[Assigned task] Convert every line of the records below into a Markdown table with the columns Row and Line, numbering the rows and omitting blank lines.

(Saved entries)
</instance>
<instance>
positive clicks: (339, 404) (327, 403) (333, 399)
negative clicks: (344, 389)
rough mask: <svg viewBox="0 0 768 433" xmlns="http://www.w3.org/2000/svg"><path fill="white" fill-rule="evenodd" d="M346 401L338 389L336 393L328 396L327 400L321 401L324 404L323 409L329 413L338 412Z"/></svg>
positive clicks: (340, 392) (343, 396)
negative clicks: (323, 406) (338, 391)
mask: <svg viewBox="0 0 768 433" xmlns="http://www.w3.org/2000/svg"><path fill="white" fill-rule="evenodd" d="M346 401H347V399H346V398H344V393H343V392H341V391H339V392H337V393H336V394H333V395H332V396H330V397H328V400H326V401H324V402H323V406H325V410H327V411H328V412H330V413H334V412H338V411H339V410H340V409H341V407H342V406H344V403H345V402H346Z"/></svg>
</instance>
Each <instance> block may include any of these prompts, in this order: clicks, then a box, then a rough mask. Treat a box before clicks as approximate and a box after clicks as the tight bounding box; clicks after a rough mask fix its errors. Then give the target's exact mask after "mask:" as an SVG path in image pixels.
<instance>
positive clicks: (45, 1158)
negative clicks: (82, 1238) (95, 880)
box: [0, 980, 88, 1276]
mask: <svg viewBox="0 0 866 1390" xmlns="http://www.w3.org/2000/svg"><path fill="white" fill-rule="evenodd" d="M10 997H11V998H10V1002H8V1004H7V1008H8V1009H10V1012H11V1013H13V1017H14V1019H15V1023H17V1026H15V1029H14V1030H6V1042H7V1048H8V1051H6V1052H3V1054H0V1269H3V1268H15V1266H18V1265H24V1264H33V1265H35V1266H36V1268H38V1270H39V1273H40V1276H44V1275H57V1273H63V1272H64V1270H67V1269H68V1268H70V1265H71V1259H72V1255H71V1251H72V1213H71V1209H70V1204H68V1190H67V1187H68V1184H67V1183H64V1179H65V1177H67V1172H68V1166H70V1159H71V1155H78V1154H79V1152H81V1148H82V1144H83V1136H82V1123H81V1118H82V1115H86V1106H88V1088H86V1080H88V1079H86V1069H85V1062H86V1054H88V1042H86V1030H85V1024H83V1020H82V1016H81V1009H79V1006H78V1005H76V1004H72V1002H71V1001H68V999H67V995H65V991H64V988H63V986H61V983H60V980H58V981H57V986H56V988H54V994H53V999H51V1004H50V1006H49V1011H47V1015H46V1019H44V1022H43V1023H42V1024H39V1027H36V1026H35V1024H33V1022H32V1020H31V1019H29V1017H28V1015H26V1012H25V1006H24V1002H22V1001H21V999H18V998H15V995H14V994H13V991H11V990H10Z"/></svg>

[Solution to this exercise]
| Row | Line |
|---|---|
| 1 | </instance> |
| 2 | <instance> |
| 3 | positive clicks: (339, 404) (327, 403) (333, 399) |
| 4 | negative clicks: (344, 389) |
| 5 | rough mask: <svg viewBox="0 0 768 433" xmlns="http://www.w3.org/2000/svg"><path fill="white" fill-rule="evenodd" d="M346 401L338 389L336 393L328 396L327 400L321 401L324 404L323 409L329 413L338 412Z"/></svg> |
| 6 | positive clicks: (340, 392) (343, 396) |
| 7 | negative clicks: (323, 406) (338, 391) |
| 8 | mask: <svg viewBox="0 0 768 433" xmlns="http://www.w3.org/2000/svg"><path fill="white" fill-rule="evenodd" d="M346 401H347V399H346V398H344V393H343V392H341V391H339V392H337V393H336V394H333V395H332V396H330V397H328V400H326V401H324V402H323V406H325V410H327V411H328V412H330V413H334V412H338V411H339V410H340V409H341V407H342V406H344V403H345V402H346Z"/></svg> |
| 9 | </instance> |
| 10 | Each <instance> block may include any of these prompts, in this order: clicks, then a box, then a rough mask. Treat a box before clicks as approximate and a box after clicks as the tight bounding box; clicks after a rough mask fix its errors. Then give the target's exact mask after "mask:" as an SVG path in image pixels. |
| 11 | <instance> |
| 12 | positive clicks: (45, 1158) |
| 13 | negative clicks: (82, 1238) (95, 880) |
| 14 | box: [0, 980, 88, 1276] |
| 15 | mask: <svg viewBox="0 0 866 1390" xmlns="http://www.w3.org/2000/svg"><path fill="white" fill-rule="evenodd" d="M10 997H11V998H10V1002H8V1004H7V1008H8V1009H10V1012H11V1013H13V1017H14V1019H15V1023H17V1026H15V1029H14V1030H6V1042H7V1048H8V1051H6V1052H3V1054H0V1269H3V1268H15V1266H18V1265H24V1264H33V1265H35V1266H36V1268H38V1270H39V1273H40V1276H44V1275H57V1273H63V1272H64V1270H67V1269H68V1268H70V1265H71V1259H72V1255H71V1251H72V1213H71V1209H70V1204H68V1190H67V1187H68V1184H67V1183H64V1179H65V1177H67V1172H68V1166H70V1159H71V1155H78V1154H79V1152H81V1148H82V1144H83V1136H82V1123H81V1118H82V1115H86V1106H88V1088H86V1080H88V1079H86V1069H85V1062H86V1054H88V1042H86V1030H85V1024H83V1020H82V1016H81V1009H79V1006H78V1005H76V1004H72V1002H71V1001H68V999H67V995H65V991H64V988H63V986H61V983H60V980H58V981H57V986H56V988H54V994H53V999H51V1004H50V1006H49V1011H47V1015H46V1019H44V1022H43V1023H42V1024H39V1027H36V1026H35V1024H33V1022H32V1020H31V1019H29V1017H28V1015H26V1012H25V1006H24V1002H22V1001H21V999H18V998H15V995H14V994H13V991H11V990H10Z"/></svg> |